--- START OF MATERIAL FOR THE TASK ---

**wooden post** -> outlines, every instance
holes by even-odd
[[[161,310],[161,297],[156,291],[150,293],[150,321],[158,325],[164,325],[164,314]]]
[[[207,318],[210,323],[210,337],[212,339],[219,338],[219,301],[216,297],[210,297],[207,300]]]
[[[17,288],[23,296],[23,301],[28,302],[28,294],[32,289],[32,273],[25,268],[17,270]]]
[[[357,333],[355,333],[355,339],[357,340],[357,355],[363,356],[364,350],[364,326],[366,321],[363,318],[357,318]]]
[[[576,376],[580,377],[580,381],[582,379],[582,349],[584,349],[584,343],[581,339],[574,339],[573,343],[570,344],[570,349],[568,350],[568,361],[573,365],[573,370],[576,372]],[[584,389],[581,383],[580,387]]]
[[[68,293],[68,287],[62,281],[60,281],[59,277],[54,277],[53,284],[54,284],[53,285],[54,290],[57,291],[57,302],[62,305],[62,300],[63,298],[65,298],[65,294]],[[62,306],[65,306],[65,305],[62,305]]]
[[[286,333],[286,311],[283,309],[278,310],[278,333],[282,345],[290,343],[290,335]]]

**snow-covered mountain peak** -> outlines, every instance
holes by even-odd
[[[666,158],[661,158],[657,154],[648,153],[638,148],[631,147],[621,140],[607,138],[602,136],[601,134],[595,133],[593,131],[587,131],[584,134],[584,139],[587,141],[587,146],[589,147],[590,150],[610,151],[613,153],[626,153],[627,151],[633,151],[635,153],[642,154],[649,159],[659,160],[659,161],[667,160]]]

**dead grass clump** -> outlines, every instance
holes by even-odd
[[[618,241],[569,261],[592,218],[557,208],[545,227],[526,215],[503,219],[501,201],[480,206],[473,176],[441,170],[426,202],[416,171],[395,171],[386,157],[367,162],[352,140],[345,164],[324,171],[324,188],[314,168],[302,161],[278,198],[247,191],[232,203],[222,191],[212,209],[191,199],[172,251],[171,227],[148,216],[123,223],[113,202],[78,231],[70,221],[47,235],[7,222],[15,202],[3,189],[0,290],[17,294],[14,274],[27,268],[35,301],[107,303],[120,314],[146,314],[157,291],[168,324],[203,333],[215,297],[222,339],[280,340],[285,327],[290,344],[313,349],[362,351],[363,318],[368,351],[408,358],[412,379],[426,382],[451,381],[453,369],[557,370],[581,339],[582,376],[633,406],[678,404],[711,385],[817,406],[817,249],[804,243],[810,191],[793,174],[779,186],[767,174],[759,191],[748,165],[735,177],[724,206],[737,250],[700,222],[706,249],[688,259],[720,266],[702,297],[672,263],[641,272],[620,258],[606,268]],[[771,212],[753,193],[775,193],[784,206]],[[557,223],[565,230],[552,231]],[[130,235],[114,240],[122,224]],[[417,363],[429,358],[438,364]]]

--- END OF MATERIAL FOR THE TASK ---

* TASK PROMPT
Recopy the entries above exactly, with every line included.

* RESPONSE TO THIS EXERCISE
**wooden post** -> outlines, every instance
holes by even-odd
[[[161,310],[161,297],[156,291],[150,293],[150,321],[158,325],[164,325],[164,314]]]
[[[207,318],[210,323],[210,337],[212,339],[219,338],[219,301],[216,297],[210,297],[207,300]]]
[[[17,288],[23,296],[23,301],[28,302],[28,294],[32,289],[32,273],[25,268],[17,270]]]
[[[357,333],[355,333],[355,339],[357,340],[357,355],[363,356],[364,350],[364,326],[366,321],[363,318],[357,318]]]
[[[576,376],[580,377],[580,381],[582,379],[582,349],[584,349],[584,343],[581,339],[574,339],[573,343],[570,344],[570,349],[568,350],[568,361],[573,365],[573,370],[576,372]],[[584,389],[581,383],[580,387]]]
[[[68,293],[68,287],[62,281],[60,281],[59,277],[54,277],[53,284],[54,284],[53,285],[54,290],[57,291],[57,302],[62,305],[62,300],[63,298],[65,298],[65,294]],[[62,306],[65,306],[65,305],[62,305]]]
[[[286,333],[286,311],[283,309],[278,310],[278,333],[282,345],[290,343],[290,335]]]

**snow-covered mountain peak** -> outlines, every instance
holes by even-odd
[[[666,158],[661,158],[657,154],[648,153],[638,148],[631,147],[621,140],[607,138],[602,136],[601,134],[595,133],[593,131],[587,131],[584,134],[584,139],[587,141],[587,146],[589,147],[590,150],[610,151],[613,153],[626,153],[627,151],[633,151],[635,153],[642,154],[649,159],[659,160],[659,161],[667,160]]]

**dead grass clump** -> outlines, every instance
holes by even-odd
[[[618,241],[569,261],[592,218],[557,208],[545,227],[526,215],[503,219],[501,201],[480,206],[473,176],[441,170],[426,202],[416,171],[395,171],[386,157],[367,162],[352,140],[345,164],[324,171],[324,188],[314,168],[302,161],[278,198],[247,191],[232,203],[222,191],[212,209],[191,199],[172,251],[171,227],[148,216],[123,223],[113,202],[78,231],[70,221],[47,235],[7,222],[15,202],[3,189],[0,290],[17,294],[14,274],[27,268],[35,301],[107,303],[120,314],[146,314],[157,291],[168,324],[203,333],[215,297],[222,339],[280,340],[285,327],[290,344],[313,349],[362,351],[363,318],[368,351],[408,358],[412,379],[426,382],[451,381],[453,369],[557,370],[581,339],[582,376],[633,406],[678,404],[711,385],[817,406],[817,249],[804,243],[810,191],[793,174],[779,186],[767,174],[759,191],[748,165],[735,177],[724,206],[737,250],[700,222],[706,249],[688,259],[720,266],[702,297],[672,263],[641,272],[620,258],[606,268]],[[771,212],[753,193],[775,193],[784,206]],[[557,223],[565,230],[552,231]],[[130,235],[114,240],[122,224]],[[417,363],[429,358],[438,364]]]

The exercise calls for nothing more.